**DOCUMENT EXCERPT**
★ ★ ★ ★

Business

Comments | Recommended

Newspaper a hit with Latinos

01:00 AM EDT on Wednesday, May 23, 2007

By Benjamin N. Gedan

Journal Staff Writer

Victor Cuenca, owner of Providence en Español, plans to introduce a glossy magazine next month to increase readership among young Latinos. The magazine, Click en Español, will focus on art and entertainment and use local models on its cover.

The Providence Journal / Bill Murphy Bill Murphy

PROVIDENCE — After immigration agents charged into a textile plant in New Bedford in March, Victor H. Cuenca, the publisher of Providence en Español, rushed to witness an incident that was to occupy the cover of the Spanish-language weekly for the next three editions.

Three days later, however, Cuenca’s byline did not appear above either story on the raid that dominated the March 9 issue.

The newspaper printed 5,000 extra copies of that issue, but on the day of the raid, Cuenca did not even carry a notebook to the factory, delegating that duty to two staff writers, Marisabel Brito and Roberto Taboada, and a staff photographer.

In the early days of the tabloid, Cuenca did not have that luxury.

In August 1999, when he founded the newspaper, Cuenca served as publisher, writer and photographer. His wife, Vivian, edited his copy, and when the first editions came off the presses, he had to borrow a friend’s van to deliver them.

“It was pure, beautiful chaos,” said Carmella Beroth, the newspaper’s first employee and now its vice president of regional sales.

Although still a modest operation, Providence en Español has come a long way in eight years.

The headquarters has moved twice since it occupied a section of Cuenca’s North Providence home, where a walk-in closet moonlighted as the newsroom.

Last summer, the newspaper left its crowded office in a Seekonk industrial park and moved into a 3,000-square-foot space in an historical building on Eddy Street, with a carpeted conference room overlooking Westminster Street.

★ ★ ★ ★

**EXCERPTED RECORDS**
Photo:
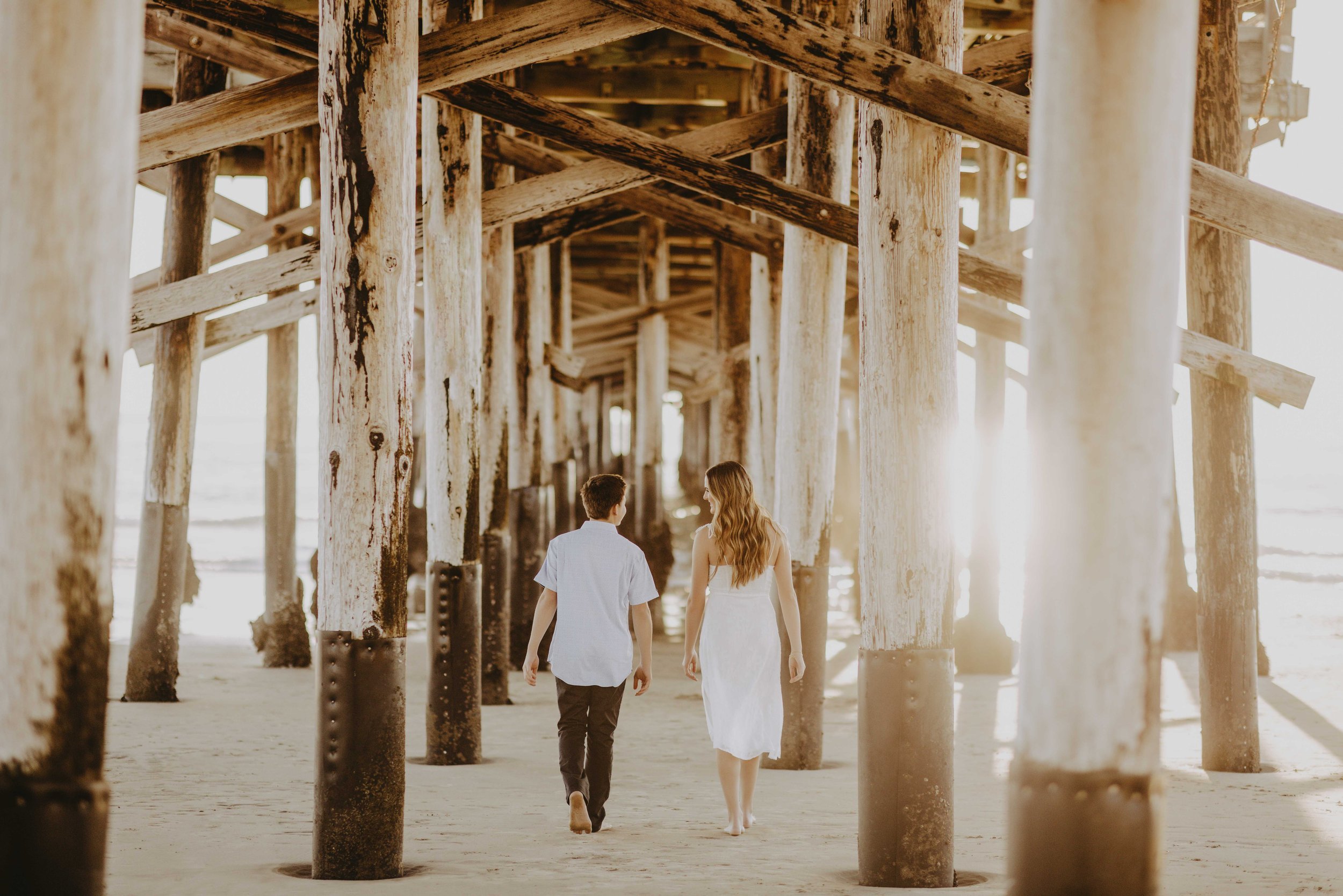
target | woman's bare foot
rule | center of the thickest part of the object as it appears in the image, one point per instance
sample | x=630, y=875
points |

★ ★ ★ ★

**GOALS**
a) According to the Providence en Español article, in what month and year did Cuenca found the newspaper?
b) List every role the Providence en Español article says Cuenca served in when he founded the newspaper.
The rows have no connection to the article about Providence en Español.

**ANSWERS BELOW**
a) August 1999.

b) Publisher, writer and photographer.